**Excerpted passage:**
--- --- ---
Anyway, so one thing I’ve noticed is that there is this need to make use of every last minute of a 50 minute session. And I thought it wasn’t possible but it really is! I needed longer with Anna and there will probably be times when we delve into some of the trauma work that I will need longer and hopefully she will let me have double sessions if necessary. But there was a point in the early days with Anna where I wouldn’t open up until I was about 40 minutes into the session then we’d have ten minutes or even 5 minutes of very deep and painful work and then fifteen minutes of grounding. I can feel the difference, I don’t feel ashamed of the need to launch straight into the work as soon as we’ve said hi and to make full use of the entire session. I also have the gift of hindsight. Now with two long term, deep attachment therapy relationships under my belt, I know how important it is to be transparent, honest and open from the very start… to speak my mind and tell the therapist exactly how I feel about the way she is being with me and state exactly what I need about the service she’s providing while I’m not knee deep in the transference and deep attachment which makes it ever so slightly more complicated and difficult to be my vulnerable self! (Also… my god how proud Anna would be to hear that I am fighting to have my needs met. Jeez that was a hell of a lot of work right there. Hours and hours of ‘what do you need?’ – ‘I don’t have any needs’ – ‘I don’t know what my needs are’ – ‘you can’t help me’ – ‘I don’t deserve to have needs’ – ‘you should know what I need’… shit!)
--- --- ---
**Set of tasks:**
[a] In the passage about therapy sessions, which quoted lines in single quotation marks make up the back-and-forth over needs in the closing parenthesis?
[b] Can you carry on the passage about therapy sessions from the point where it stops?

**Recorded information:**
--- --- ---
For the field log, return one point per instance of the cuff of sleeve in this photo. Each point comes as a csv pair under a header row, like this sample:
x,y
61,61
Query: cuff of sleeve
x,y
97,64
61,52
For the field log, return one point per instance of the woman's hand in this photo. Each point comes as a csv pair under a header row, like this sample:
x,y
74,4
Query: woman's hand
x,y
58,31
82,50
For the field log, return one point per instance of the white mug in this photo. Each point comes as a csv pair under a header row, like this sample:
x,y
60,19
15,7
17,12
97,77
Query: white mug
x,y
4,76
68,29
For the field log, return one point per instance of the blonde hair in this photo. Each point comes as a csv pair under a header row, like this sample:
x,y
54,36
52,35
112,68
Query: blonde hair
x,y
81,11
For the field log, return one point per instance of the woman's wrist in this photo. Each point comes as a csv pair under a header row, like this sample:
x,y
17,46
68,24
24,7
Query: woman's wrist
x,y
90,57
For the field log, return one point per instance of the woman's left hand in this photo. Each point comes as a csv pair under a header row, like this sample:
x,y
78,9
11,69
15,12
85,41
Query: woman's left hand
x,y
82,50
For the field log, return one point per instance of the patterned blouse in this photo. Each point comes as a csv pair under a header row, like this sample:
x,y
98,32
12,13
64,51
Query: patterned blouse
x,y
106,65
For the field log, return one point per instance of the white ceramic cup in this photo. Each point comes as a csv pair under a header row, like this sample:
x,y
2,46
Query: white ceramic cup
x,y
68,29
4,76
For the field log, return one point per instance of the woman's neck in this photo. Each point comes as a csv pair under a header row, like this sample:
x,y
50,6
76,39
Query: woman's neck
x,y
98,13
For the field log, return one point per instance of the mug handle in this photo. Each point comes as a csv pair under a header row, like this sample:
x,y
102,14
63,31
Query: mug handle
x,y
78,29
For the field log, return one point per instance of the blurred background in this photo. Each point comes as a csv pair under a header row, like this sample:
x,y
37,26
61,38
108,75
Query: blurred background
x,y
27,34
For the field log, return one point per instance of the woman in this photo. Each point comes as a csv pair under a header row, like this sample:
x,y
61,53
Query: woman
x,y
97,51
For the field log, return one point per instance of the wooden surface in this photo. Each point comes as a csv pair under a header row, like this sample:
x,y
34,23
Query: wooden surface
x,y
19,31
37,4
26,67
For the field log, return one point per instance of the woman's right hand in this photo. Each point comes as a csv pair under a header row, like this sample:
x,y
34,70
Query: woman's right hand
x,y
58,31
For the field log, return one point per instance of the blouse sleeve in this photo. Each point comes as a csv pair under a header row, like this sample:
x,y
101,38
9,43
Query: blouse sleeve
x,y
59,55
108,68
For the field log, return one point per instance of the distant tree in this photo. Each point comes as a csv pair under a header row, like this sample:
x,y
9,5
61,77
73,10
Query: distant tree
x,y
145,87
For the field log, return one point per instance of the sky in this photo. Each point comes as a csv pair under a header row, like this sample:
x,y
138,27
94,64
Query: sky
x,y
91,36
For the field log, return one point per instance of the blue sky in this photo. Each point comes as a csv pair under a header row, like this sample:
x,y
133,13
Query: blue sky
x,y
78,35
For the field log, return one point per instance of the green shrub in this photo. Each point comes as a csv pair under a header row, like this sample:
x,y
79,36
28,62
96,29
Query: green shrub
--- --- ---
**Expected results:**
[a]
- 'what do you need?'
- 'I don't have any needs'
- 'I don't know what my needs are'
- 'you can't help me'
- 'I don't deserve to have needs'
- 'you should know what I need'

[b]
What’s happening here with Linda feels like very important work and something a friend was talking through with me earlier really resonates. It’s the idea that having to stop working with your therapist prematurely and moving on to a new therapist can feel like you’re going back to the beginning again but you’re not, its about starting from where you are now with fresh eyes. And I actually said this to Linda, that of course I wish all of this had never happened, but having lost Anna and having to go into detail explaining myself, feeling this grief, revisiting things, working through getting to know myself through a new person, it has propelled me onto a new road of learning and growth that I wouldn’t have experienced had I still been working with Anna. And its not that I was stuck with her, I do believe we were doing amazing work and would have continued with that. But this situation has broken open a box of potential growth that wouldn’t have been triggered within my work with Anna. So for that, I’m grateful.